From the material below, copy exactly the lines beginning with the one that contains "[(700, 570)]" and ending with the one that contains "Need: a point on every instance of the white aircraft"; the pictures stay out.
(Beginning of Data records)
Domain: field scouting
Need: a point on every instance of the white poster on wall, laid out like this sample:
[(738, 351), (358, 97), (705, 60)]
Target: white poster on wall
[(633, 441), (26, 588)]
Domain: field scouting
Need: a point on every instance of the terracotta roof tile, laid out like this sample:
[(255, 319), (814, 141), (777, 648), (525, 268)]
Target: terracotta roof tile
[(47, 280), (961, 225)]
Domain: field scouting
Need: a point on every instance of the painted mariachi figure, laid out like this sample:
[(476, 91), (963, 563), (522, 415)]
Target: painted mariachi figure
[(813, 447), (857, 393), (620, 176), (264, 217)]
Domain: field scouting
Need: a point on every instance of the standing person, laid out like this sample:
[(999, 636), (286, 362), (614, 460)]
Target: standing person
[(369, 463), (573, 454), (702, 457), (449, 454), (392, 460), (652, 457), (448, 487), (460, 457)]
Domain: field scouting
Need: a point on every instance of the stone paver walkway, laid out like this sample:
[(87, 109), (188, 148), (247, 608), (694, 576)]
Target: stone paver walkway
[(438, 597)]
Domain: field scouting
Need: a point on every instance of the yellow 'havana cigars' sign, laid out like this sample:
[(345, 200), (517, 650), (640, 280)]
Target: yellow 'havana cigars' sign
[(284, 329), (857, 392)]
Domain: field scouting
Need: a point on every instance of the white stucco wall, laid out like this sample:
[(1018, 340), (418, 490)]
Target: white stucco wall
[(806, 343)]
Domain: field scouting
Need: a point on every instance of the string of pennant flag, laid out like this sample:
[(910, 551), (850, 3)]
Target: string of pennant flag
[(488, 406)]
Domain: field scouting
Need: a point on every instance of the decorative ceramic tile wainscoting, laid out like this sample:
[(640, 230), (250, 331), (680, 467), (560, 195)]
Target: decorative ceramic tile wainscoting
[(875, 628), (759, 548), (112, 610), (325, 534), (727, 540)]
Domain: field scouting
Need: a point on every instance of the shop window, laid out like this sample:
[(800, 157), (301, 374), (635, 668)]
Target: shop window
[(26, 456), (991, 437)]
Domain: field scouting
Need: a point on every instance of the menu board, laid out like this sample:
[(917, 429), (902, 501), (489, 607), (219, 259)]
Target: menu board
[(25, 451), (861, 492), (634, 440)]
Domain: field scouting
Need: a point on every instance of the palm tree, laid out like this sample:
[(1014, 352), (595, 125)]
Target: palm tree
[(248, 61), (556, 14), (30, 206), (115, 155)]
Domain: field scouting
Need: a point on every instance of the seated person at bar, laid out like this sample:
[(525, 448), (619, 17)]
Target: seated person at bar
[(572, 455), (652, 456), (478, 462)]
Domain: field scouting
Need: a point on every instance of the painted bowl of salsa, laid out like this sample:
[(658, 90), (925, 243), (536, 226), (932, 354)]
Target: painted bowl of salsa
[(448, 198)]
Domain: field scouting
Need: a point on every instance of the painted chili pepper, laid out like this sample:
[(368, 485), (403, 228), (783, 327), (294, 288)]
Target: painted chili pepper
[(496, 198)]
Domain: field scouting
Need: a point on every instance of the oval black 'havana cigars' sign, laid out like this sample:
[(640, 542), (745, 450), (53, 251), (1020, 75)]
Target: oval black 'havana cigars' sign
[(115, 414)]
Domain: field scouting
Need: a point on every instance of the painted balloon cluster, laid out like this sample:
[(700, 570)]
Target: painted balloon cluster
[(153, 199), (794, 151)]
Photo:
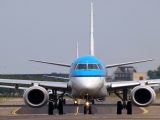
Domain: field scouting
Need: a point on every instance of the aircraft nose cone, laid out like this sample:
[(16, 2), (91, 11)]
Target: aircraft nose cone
[(87, 85)]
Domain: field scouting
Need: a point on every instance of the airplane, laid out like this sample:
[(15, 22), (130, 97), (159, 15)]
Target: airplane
[(86, 81)]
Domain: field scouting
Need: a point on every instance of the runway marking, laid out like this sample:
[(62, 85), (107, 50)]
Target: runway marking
[(145, 111), (15, 110)]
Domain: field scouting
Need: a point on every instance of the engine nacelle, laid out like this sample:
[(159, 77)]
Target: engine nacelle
[(143, 95), (36, 96), (100, 99)]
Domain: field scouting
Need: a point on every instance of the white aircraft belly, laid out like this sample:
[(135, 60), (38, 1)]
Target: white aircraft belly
[(91, 86)]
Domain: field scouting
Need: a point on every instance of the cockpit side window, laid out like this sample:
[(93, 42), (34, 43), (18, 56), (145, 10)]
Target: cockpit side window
[(81, 66), (100, 66)]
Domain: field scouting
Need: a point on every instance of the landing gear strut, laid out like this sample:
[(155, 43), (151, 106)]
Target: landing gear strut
[(87, 108), (124, 104), (55, 103)]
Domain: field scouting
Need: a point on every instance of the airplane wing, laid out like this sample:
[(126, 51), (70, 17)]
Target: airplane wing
[(127, 63), (51, 63), (129, 84), (45, 84), (63, 78)]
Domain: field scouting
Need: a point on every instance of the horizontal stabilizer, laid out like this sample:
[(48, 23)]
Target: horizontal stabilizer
[(64, 78), (58, 64)]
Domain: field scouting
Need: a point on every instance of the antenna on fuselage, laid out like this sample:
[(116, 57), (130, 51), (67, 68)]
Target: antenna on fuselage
[(91, 34)]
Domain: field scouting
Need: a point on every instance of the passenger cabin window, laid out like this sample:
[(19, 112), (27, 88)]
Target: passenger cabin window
[(81, 66)]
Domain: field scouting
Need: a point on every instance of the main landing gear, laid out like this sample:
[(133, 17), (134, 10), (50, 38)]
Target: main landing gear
[(88, 105), (124, 104), (55, 102)]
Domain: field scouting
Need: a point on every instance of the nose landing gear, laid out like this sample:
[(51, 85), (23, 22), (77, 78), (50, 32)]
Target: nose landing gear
[(87, 108), (55, 103)]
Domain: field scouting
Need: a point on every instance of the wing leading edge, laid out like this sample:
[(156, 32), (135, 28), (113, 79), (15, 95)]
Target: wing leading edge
[(45, 84), (127, 63)]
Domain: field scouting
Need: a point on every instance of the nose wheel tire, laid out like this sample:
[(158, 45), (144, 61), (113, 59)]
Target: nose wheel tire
[(60, 107), (119, 107), (50, 108), (88, 109), (129, 108)]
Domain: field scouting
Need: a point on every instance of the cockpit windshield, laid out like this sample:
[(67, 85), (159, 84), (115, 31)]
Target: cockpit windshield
[(88, 67), (81, 66)]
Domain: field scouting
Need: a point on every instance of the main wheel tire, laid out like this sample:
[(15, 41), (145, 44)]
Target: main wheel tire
[(129, 107), (50, 108), (85, 109), (90, 109), (119, 107), (60, 107), (64, 101)]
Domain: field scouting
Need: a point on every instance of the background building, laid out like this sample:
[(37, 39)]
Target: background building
[(128, 73)]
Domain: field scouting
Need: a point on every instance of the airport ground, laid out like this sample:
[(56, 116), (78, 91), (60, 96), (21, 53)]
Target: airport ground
[(15, 109)]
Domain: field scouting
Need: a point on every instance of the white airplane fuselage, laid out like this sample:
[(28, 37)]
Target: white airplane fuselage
[(87, 78)]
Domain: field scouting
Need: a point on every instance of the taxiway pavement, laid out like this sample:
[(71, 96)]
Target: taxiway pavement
[(15, 109)]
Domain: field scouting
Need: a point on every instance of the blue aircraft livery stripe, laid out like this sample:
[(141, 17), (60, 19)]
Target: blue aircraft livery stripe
[(88, 73), (87, 66)]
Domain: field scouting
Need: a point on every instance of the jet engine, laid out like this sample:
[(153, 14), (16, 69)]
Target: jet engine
[(100, 99), (143, 95), (36, 96)]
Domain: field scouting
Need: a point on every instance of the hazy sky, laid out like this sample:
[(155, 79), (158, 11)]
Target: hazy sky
[(125, 30)]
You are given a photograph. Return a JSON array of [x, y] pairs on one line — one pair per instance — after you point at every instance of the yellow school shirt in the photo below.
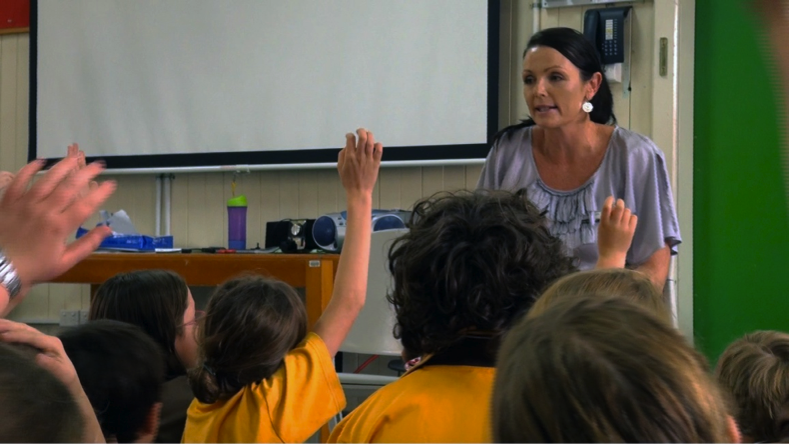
(End of Data records)
Answer to this problem:
[(700, 570)]
Target: painted balloon cluster
[(153, 199), (794, 151)]
Photo:
Domain: field scouting
Need: a point on every instance of the aircraft nose cone, laid out like this sample:
[(16, 2), (91, 11)]
Target: aircraft nose cone
[(87, 85)]
Domain: field scouting
Need: a point on every instance of the airplane, laid out like this sample:
[(15, 22), (130, 97), (159, 15)]
Target: airplane
[(86, 81)]
Domain: field scouting
Need: a point on every instance of the runway marking, laid out like this sample:
[(62, 85), (107, 50)]
Target: runway marking
[(145, 111), (15, 110)]
Domain: field scouting
Need: a point on every instance of the engine nacelle, laid out like this sample:
[(159, 77)]
Target: engine nacelle
[(143, 95), (36, 96), (100, 99)]
Domain: field scouting
Need: a point on every instance of the white aircraft belly, laid out like this sample:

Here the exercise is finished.